[start]

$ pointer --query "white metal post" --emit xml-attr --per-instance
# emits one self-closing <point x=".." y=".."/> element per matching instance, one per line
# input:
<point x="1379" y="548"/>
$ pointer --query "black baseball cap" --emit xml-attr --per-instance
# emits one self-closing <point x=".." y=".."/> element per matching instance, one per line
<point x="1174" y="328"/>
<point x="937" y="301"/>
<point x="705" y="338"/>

[end]

▶ [TASK DETAILS]
Can you return every line of the items above verbatim, in the same order?

▶ [WRITTEN SOLUTION]
$ pointer --query "white metal post" --emit xml-attr --per-instance
# emits one self-closing <point x=".." y=".."/> element per matching instance, one per line
# input:
<point x="1379" y="548"/>
$ pointer --query "black baseball cap" --emit xml-attr --per-instance
# emits one self-closing <point x=".." y=".."/> element per matching instance, one per line
<point x="1174" y="328"/>
<point x="937" y="301"/>
<point x="705" y="338"/>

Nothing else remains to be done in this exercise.